§ Written exercise: Extract every line of the items below that contains the string "foliage". Matching is case-sensitive.

§ Provided entries:
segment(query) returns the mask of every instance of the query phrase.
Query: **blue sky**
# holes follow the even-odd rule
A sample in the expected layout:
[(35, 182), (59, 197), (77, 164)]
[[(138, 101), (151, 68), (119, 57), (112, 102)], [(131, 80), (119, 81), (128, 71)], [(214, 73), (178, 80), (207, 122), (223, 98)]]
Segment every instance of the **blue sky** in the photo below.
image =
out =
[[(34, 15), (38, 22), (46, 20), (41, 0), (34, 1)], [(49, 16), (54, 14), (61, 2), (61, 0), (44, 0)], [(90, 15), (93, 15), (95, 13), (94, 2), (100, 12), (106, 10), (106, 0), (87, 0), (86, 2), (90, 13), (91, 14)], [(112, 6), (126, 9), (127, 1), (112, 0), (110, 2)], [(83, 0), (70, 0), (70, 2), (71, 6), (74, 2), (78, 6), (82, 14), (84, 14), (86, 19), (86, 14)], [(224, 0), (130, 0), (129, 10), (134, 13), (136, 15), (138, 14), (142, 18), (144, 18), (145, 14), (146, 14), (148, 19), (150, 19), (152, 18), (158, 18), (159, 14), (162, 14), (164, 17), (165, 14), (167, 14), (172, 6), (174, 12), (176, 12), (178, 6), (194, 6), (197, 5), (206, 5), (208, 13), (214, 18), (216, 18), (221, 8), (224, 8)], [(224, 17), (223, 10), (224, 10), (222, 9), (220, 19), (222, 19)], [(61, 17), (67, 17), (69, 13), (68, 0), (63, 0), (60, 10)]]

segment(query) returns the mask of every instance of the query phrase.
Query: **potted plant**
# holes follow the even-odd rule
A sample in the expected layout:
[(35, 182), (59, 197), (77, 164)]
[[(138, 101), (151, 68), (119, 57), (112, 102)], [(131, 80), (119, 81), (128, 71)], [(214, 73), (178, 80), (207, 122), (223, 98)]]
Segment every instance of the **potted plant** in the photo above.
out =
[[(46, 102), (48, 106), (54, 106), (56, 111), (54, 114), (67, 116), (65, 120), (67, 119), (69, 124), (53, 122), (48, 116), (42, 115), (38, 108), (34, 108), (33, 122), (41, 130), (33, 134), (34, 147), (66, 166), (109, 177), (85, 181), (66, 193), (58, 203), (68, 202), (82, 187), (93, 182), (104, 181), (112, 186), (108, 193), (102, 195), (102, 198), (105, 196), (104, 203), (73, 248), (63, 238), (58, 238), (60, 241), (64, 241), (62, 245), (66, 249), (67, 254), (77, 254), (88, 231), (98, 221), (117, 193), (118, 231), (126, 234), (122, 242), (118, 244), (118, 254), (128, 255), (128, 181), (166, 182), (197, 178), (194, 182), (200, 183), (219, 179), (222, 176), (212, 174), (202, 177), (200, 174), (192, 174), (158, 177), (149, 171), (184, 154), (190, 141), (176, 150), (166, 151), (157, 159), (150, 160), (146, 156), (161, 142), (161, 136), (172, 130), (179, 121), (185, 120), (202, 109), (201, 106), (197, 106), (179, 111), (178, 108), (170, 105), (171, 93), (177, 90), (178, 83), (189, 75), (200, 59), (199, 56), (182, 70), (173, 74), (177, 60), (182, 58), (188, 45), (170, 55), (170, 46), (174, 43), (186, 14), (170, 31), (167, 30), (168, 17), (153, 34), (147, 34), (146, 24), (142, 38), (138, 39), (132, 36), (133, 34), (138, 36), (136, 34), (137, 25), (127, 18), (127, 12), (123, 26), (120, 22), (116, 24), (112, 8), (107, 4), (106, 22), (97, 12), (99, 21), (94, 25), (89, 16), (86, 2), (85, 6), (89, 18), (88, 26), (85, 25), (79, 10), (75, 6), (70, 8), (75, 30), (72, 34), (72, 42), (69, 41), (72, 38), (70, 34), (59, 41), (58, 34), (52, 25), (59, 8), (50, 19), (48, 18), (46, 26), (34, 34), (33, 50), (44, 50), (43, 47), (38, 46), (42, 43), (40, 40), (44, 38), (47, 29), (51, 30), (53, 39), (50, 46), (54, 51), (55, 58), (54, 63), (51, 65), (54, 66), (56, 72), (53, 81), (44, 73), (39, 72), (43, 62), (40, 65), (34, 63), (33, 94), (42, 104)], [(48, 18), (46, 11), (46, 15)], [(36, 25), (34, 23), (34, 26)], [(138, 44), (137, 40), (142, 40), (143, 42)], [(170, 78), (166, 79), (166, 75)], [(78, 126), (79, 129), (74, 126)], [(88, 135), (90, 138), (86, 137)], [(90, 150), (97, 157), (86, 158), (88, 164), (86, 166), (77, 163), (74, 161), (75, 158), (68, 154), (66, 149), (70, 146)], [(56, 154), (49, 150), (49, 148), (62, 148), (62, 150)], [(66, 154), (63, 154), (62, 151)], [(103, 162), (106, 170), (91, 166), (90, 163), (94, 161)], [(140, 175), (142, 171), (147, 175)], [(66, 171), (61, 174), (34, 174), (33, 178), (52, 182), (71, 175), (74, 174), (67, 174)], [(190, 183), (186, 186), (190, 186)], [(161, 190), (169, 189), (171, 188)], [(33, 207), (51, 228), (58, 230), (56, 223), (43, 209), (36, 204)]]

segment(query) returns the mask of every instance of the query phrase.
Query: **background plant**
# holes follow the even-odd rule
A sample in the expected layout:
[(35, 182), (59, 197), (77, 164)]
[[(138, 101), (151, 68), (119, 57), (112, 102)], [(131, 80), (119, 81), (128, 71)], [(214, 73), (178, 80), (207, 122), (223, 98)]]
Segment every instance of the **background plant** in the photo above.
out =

* * *

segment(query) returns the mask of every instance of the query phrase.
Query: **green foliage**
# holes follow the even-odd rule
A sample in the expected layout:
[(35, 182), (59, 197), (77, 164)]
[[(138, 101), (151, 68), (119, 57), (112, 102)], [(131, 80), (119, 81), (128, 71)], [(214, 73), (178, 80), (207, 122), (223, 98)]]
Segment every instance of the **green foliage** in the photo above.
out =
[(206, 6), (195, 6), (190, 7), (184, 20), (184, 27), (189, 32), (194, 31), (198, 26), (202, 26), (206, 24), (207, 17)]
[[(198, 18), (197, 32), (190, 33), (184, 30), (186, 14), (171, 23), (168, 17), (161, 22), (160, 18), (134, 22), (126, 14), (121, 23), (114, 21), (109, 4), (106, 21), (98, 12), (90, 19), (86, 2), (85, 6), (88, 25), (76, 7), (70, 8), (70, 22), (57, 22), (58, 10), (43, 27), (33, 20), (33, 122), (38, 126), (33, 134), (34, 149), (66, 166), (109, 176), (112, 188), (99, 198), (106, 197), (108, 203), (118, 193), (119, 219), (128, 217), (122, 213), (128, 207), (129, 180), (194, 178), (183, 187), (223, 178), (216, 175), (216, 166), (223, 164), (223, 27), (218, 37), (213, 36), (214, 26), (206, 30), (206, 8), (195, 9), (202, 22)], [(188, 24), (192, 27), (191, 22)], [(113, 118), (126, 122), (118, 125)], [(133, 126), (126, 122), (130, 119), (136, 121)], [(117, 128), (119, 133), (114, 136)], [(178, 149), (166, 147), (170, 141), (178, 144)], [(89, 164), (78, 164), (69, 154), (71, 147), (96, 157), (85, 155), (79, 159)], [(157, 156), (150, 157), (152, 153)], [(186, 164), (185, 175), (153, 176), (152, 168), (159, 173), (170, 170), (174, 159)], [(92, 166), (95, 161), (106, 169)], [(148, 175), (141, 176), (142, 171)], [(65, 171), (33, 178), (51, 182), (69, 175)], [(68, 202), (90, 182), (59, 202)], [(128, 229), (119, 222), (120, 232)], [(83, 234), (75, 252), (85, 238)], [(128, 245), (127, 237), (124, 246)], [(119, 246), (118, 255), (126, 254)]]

§ Complete response:
Query: **green foliage**
Segment every instance of the **green foliage** in the photo above.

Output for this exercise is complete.